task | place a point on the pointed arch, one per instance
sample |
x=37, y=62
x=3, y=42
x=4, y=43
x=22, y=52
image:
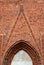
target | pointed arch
x=22, y=45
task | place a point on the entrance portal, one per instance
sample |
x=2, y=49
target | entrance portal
x=21, y=58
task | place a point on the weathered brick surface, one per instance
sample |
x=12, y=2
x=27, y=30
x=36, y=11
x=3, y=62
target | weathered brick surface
x=22, y=20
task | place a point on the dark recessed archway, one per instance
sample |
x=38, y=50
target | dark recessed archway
x=21, y=45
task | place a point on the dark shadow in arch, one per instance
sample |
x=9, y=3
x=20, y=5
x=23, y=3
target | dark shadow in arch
x=22, y=45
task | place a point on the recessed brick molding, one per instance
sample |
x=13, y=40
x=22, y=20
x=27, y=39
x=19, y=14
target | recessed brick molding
x=22, y=28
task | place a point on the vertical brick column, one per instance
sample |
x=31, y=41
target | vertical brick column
x=0, y=49
x=2, y=46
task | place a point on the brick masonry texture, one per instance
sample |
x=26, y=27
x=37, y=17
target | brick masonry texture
x=21, y=20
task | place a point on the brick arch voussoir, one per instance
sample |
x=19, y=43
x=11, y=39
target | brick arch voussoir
x=22, y=45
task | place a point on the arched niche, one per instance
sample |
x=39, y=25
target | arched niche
x=18, y=46
x=21, y=58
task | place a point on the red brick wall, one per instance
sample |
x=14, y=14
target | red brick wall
x=22, y=20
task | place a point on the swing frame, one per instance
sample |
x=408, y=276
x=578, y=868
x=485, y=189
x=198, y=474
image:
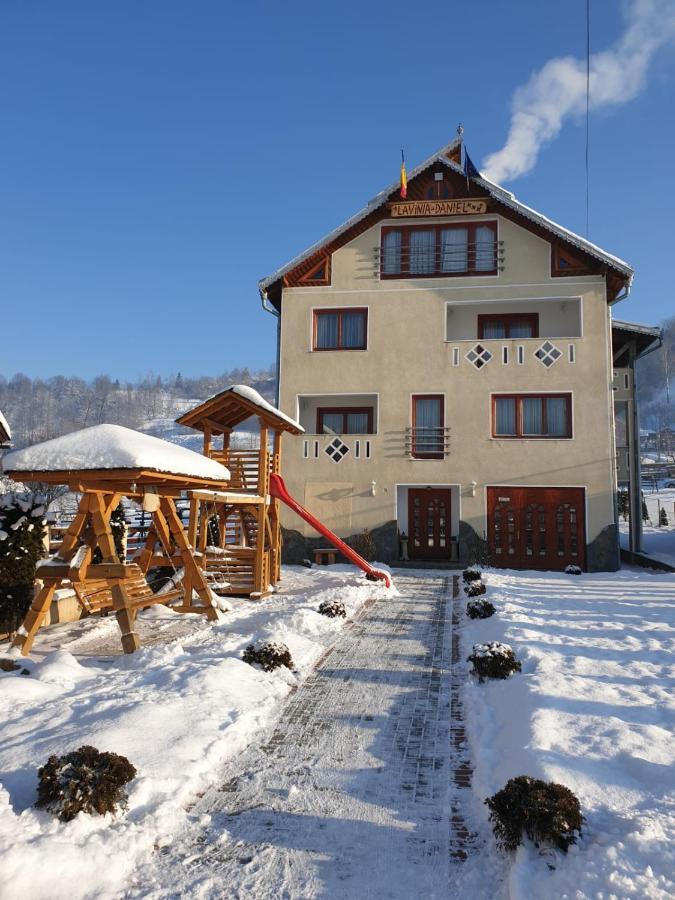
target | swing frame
x=166, y=543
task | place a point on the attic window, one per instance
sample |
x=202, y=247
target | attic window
x=438, y=189
x=319, y=274
x=564, y=263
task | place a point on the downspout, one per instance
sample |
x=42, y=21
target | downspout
x=267, y=306
x=636, y=533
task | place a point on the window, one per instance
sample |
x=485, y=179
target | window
x=428, y=433
x=429, y=251
x=344, y=420
x=340, y=329
x=532, y=415
x=319, y=274
x=508, y=325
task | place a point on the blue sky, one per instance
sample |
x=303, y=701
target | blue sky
x=158, y=158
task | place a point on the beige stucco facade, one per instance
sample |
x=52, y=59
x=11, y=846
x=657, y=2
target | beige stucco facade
x=419, y=332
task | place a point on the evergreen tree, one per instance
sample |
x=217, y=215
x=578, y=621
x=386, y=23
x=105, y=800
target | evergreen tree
x=22, y=536
x=645, y=511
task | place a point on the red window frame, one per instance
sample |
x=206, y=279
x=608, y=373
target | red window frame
x=507, y=319
x=520, y=434
x=344, y=412
x=405, y=249
x=340, y=312
x=423, y=454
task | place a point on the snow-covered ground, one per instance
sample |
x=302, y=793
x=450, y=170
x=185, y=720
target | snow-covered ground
x=178, y=710
x=658, y=540
x=594, y=709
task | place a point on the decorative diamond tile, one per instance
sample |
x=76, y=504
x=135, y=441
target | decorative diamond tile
x=547, y=354
x=337, y=449
x=479, y=356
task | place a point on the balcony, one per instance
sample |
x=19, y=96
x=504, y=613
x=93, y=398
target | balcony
x=514, y=320
x=427, y=443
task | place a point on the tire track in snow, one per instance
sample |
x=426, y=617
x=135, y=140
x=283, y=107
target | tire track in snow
x=353, y=793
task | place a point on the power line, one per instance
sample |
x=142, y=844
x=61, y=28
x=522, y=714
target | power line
x=588, y=109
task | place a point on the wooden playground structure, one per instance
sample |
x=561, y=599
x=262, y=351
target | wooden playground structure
x=231, y=544
x=238, y=533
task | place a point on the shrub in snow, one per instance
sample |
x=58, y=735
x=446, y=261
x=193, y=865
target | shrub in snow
x=479, y=609
x=547, y=812
x=84, y=780
x=22, y=534
x=364, y=544
x=333, y=609
x=494, y=660
x=472, y=573
x=270, y=655
x=474, y=588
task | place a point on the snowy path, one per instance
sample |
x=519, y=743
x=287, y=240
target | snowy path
x=351, y=795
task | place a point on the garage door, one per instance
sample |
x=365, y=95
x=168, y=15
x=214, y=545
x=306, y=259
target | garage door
x=536, y=528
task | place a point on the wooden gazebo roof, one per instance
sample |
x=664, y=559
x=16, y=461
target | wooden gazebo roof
x=229, y=408
x=111, y=457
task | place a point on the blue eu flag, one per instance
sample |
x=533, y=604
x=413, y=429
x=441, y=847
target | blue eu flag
x=470, y=171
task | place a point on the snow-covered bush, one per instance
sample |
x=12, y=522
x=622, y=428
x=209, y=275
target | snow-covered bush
x=269, y=655
x=493, y=660
x=22, y=534
x=479, y=609
x=472, y=573
x=547, y=812
x=333, y=609
x=474, y=588
x=84, y=780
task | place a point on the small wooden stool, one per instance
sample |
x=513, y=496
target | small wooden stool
x=325, y=556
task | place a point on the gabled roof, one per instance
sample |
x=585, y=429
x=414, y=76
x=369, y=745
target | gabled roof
x=113, y=448
x=646, y=337
x=499, y=194
x=231, y=407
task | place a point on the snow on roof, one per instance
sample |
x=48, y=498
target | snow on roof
x=496, y=191
x=250, y=394
x=113, y=447
x=4, y=426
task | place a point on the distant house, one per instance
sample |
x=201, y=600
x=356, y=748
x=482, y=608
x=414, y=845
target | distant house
x=5, y=433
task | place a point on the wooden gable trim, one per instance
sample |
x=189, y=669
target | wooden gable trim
x=585, y=263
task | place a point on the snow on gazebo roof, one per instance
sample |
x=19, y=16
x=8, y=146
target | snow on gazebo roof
x=113, y=447
x=5, y=433
x=236, y=404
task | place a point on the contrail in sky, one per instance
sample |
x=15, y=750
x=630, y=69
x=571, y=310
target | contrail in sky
x=558, y=90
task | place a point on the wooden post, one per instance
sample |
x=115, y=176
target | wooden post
x=35, y=616
x=193, y=573
x=123, y=611
x=275, y=511
x=259, y=571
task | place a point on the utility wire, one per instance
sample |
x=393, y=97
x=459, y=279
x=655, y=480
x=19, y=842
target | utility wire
x=588, y=108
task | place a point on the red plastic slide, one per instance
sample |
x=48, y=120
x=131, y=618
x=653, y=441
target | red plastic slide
x=278, y=490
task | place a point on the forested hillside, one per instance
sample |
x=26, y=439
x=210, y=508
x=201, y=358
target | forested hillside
x=39, y=409
x=656, y=383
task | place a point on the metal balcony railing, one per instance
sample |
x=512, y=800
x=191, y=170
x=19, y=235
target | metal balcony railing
x=474, y=258
x=424, y=442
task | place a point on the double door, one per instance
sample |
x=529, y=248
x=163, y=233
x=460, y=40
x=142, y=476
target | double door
x=536, y=528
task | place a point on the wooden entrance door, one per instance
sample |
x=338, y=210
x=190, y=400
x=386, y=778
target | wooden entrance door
x=429, y=523
x=536, y=528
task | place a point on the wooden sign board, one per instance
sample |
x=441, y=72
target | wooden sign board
x=438, y=208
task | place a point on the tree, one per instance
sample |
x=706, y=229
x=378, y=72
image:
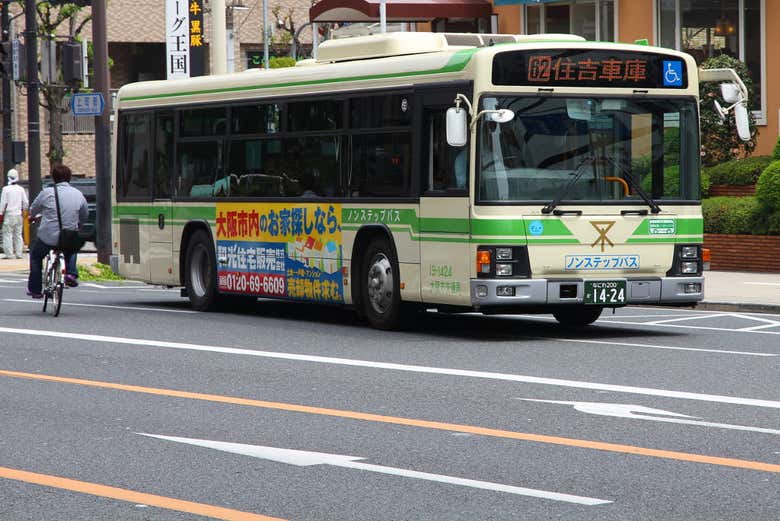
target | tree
x=720, y=142
x=56, y=18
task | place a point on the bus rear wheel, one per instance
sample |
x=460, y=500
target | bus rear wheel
x=200, y=275
x=380, y=287
x=578, y=316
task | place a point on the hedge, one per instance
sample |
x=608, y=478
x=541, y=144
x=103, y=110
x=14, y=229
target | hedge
x=738, y=172
x=739, y=215
x=768, y=187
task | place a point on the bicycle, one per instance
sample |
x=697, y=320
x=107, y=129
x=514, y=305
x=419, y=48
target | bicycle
x=53, y=281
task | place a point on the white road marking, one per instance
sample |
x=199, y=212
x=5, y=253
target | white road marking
x=706, y=328
x=130, y=308
x=652, y=346
x=679, y=319
x=576, y=384
x=303, y=458
x=639, y=412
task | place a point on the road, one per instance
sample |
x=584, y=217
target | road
x=129, y=406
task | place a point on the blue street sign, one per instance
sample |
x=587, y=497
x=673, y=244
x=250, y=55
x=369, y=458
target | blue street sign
x=87, y=104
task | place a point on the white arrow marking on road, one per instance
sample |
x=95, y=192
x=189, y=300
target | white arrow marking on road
x=639, y=412
x=303, y=458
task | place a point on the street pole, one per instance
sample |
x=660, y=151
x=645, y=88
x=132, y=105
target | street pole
x=8, y=162
x=219, y=37
x=33, y=116
x=266, y=64
x=102, y=133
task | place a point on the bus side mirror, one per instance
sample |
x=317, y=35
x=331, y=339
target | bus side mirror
x=743, y=122
x=457, y=126
x=730, y=92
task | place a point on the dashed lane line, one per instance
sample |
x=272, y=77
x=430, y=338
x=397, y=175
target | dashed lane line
x=420, y=369
x=413, y=422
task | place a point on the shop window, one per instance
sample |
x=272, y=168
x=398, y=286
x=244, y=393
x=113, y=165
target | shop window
x=711, y=28
x=591, y=19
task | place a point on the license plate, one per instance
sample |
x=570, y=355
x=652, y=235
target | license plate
x=605, y=292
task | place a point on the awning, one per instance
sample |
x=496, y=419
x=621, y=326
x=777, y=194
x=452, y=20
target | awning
x=398, y=10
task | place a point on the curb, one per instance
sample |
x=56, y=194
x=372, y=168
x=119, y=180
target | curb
x=737, y=306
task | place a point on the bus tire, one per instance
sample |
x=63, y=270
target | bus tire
x=380, y=285
x=200, y=273
x=578, y=316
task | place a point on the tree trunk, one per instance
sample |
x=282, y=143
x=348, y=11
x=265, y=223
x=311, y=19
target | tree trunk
x=54, y=99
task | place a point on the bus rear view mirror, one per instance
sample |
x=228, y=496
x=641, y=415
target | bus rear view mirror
x=580, y=109
x=742, y=120
x=730, y=92
x=720, y=111
x=457, y=126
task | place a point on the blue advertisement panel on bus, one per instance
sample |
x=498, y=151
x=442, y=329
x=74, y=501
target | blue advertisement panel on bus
x=280, y=250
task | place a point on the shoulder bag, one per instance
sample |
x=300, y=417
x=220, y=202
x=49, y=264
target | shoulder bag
x=70, y=241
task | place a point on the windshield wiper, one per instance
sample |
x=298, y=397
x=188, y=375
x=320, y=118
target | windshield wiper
x=549, y=207
x=632, y=182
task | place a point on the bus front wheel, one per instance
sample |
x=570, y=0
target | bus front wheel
x=380, y=287
x=578, y=316
x=200, y=272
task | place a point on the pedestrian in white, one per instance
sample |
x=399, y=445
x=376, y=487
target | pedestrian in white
x=13, y=202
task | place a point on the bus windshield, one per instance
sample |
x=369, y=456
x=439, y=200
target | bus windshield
x=589, y=150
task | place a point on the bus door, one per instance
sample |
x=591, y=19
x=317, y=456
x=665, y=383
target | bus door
x=444, y=205
x=160, y=216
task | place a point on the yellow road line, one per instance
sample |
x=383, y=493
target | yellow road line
x=411, y=422
x=95, y=489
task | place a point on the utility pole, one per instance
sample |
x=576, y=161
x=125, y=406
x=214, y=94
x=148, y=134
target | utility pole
x=102, y=133
x=8, y=162
x=33, y=115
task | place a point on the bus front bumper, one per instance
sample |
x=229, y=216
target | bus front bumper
x=535, y=292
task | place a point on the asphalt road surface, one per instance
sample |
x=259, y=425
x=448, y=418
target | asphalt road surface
x=129, y=406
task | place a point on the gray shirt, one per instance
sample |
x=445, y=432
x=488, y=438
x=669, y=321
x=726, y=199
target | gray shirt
x=73, y=208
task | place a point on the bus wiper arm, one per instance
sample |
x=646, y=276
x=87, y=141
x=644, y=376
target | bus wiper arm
x=549, y=207
x=632, y=182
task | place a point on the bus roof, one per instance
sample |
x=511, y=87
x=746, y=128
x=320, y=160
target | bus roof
x=375, y=61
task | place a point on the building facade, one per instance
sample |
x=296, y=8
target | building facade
x=703, y=28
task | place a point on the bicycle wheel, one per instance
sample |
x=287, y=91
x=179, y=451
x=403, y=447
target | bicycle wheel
x=47, y=282
x=56, y=299
x=55, y=287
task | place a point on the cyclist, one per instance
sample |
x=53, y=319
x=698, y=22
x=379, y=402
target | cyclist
x=74, y=212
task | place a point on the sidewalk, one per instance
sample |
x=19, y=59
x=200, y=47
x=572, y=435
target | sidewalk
x=723, y=290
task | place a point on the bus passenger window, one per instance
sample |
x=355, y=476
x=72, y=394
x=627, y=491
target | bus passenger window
x=449, y=166
x=135, y=156
x=381, y=164
x=199, y=167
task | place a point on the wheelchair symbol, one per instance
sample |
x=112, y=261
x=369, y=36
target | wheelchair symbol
x=672, y=74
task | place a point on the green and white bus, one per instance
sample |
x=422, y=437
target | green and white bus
x=462, y=172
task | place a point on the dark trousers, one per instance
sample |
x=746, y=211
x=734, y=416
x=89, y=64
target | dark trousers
x=38, y=251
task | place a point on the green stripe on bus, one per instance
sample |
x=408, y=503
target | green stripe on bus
x=457, y=63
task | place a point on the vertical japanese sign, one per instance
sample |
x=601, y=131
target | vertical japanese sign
x=177, y=43
x=281, y=250
x=196, y=37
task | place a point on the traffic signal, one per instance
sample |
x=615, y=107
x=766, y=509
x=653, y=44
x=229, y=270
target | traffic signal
x=6, y=59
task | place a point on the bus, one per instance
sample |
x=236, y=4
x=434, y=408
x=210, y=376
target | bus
x=498, y=174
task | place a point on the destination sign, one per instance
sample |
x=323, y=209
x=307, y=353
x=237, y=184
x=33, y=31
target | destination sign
x=589, y=68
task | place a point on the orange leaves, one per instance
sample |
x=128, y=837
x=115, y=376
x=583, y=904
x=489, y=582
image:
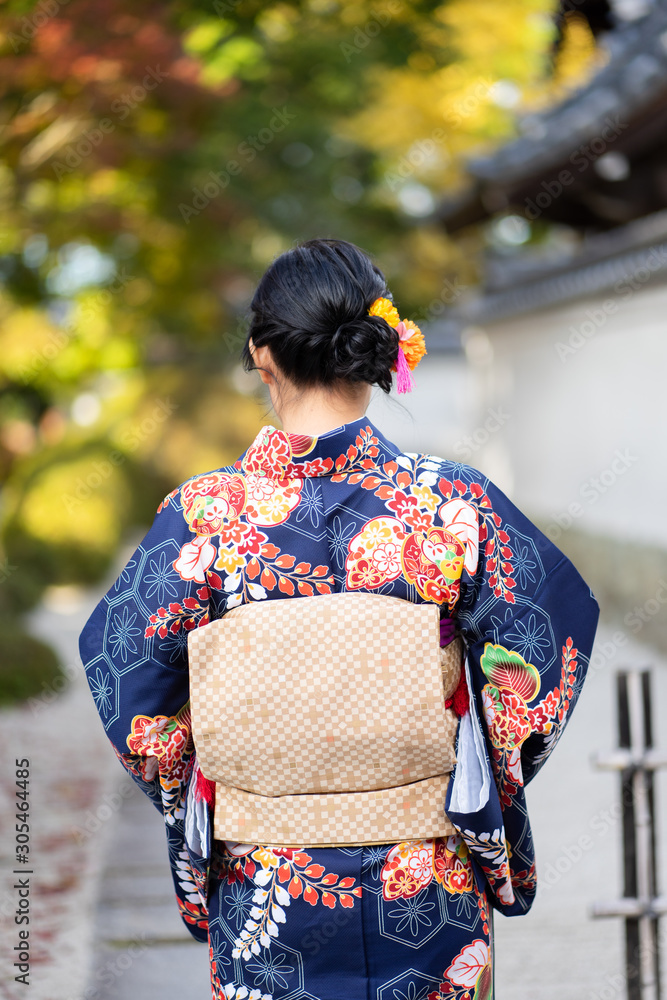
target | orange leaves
x=310, y=895
x=295, y=888
x=285, y=561
x=445, y=487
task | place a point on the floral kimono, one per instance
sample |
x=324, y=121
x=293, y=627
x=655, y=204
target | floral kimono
x=298, y=516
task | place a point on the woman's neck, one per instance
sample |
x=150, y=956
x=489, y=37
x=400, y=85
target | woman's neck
x=316, y=411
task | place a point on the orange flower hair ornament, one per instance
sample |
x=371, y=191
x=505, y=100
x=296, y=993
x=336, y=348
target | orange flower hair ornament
x=411, y=346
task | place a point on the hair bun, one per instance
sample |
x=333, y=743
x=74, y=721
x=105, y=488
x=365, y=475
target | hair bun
x=364, y=350
x=306, y=294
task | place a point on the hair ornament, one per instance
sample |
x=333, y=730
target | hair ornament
x=411, y=346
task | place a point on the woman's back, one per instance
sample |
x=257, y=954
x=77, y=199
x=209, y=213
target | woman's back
x=301, y=515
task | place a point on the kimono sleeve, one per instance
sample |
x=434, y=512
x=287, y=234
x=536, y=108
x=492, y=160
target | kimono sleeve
x=529, y=621
x=134, y=651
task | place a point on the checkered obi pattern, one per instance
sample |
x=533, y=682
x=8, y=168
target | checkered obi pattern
x=322, y=720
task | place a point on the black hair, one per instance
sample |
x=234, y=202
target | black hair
x=311, y=309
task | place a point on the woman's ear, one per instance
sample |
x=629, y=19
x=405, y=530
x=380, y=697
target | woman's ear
x=263, y=361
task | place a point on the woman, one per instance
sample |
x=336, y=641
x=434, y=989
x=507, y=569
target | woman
x=329, y=505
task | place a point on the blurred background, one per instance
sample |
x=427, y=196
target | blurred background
x=506, y=164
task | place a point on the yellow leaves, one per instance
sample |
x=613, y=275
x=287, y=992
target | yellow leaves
x=77, y=502
x=277, y=22
x=206, y=35
x=578, y=57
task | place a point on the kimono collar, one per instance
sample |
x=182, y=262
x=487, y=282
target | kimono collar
x=355, y=446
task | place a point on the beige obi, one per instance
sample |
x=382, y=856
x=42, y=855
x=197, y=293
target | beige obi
x=322, y=720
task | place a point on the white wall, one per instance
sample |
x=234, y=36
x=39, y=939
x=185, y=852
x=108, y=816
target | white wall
x=579, y=395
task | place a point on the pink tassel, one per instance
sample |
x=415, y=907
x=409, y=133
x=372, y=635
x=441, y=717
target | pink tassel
x=204, y=788
x=404, y=380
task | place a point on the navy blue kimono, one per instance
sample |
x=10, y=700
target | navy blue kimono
x=298, y=516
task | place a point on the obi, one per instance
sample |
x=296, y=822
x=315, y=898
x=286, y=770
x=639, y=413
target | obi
x=322, y=720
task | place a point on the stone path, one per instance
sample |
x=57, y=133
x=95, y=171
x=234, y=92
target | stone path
x=104, y=922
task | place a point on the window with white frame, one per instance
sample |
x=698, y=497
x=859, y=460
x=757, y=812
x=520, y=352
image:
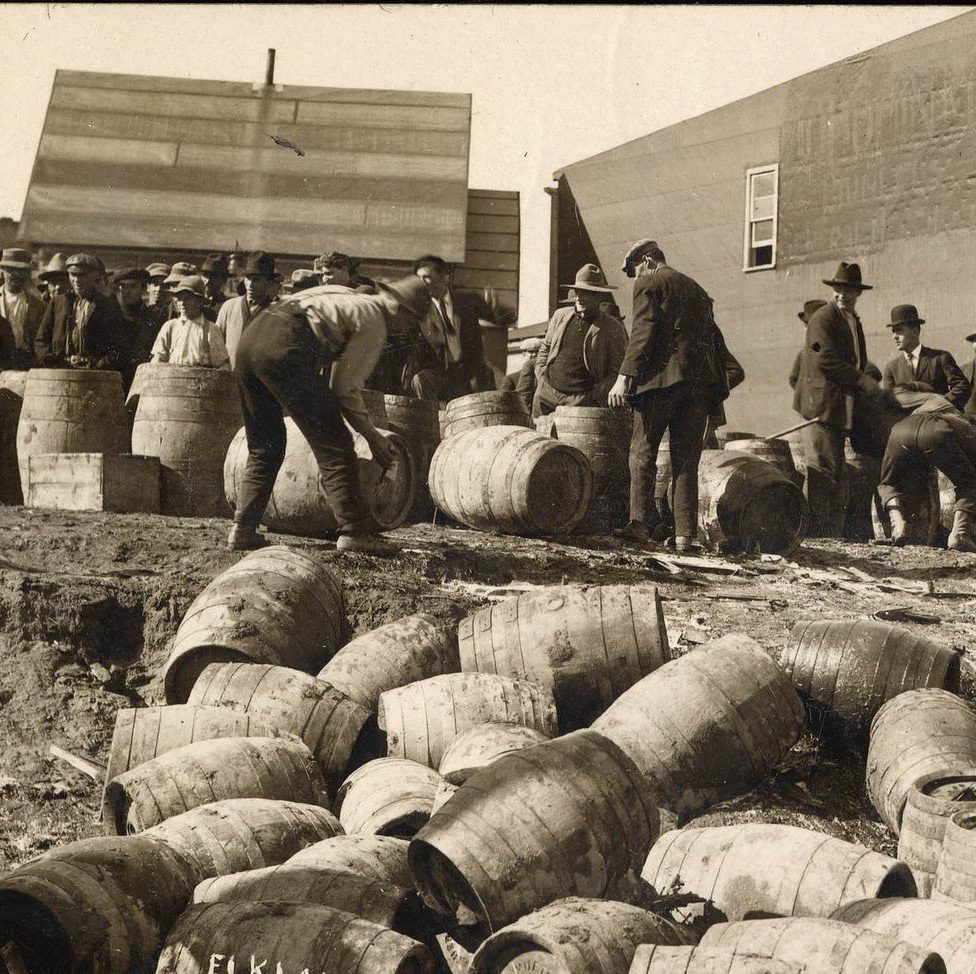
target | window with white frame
x=762, y=187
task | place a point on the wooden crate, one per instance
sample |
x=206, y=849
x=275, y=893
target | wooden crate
x=94, y=482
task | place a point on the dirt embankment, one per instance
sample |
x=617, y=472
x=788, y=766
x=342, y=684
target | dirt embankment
x=88, y=603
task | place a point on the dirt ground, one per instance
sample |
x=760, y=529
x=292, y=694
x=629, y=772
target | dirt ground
x=88, y=603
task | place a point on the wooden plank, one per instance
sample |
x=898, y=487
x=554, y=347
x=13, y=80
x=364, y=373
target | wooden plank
x=241, y=183
x=169, y=128
x=320, y=163
x=71, y=231
x=384, y=116
x=84, y=149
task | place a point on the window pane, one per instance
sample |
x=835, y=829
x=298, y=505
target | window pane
x=762, y=232
x=764, y=184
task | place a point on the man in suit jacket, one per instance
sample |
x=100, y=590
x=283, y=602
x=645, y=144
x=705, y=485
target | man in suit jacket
x=831, y=379
x=450, y=360
x=236, y=313
x=82, y=329
x=673, y=375
x=921, y=369
x=23, y=309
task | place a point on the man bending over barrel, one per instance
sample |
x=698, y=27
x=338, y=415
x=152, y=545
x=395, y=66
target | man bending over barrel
x=284, y=360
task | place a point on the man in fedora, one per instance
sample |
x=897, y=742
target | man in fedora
x=235, y=314
x=920, y=369
x=55, y=276
x=831, y=380
x=673, y=375
x=310, y=354
x=582, y=350
x=82, y=329
x=191, y=339
x=23, y=309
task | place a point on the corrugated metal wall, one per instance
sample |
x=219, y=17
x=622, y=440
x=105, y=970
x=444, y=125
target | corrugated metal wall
x=876, y=158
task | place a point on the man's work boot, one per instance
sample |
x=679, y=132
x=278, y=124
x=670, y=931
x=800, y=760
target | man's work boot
x=244, y=537
x=962, y=537
x=899, y=527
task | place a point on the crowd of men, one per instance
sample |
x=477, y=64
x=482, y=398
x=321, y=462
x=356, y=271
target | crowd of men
x=310, y=346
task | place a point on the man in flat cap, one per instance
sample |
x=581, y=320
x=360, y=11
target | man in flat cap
x=190, y=338
x=236, y=313
x=673, y=375
x=310, y=354
x=82, y=329
x=831, y=388
x=23, y=309
x=583, y=348
x=918, y=368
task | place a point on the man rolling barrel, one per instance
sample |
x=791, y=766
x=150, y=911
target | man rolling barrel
x=284, y=360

########################################

Activity — The first line of the entries, the line containing "task | place a point on the recessed", and every line between them are to be output exactly; pictures are not.

Expected answer —
task | place a point on the pointed arch, one per instance
sample |
x=37, y=62
x=3, y=42
x=4, y=43
x=22, y=52
image:
target | pointed arch
x=22, y=45
task | place a point on the entrance portal, one per instance
sample |
x=2, y=49
target | entrance portal
x=21, y=58
task | place a point on the weathered brick surface, one per instance
sample |
x=12, y=2
x=27, y=30
x=36, y=11
x=3, y=62
target | weathered brick surface
x=22, y=20
task | place a point on the dark recessed archway, one per instance
sample |
x=38, y=50
target | dark recessed archway
x=21, y=45
task | place a point on the dark shadow in arch, one per instance
sample |
x=9, y=3
x=20, y=5
x=23, y=3
target | dark shadow in arch
x=22, y=45
task | place a point on the recessed brick molding, one per instance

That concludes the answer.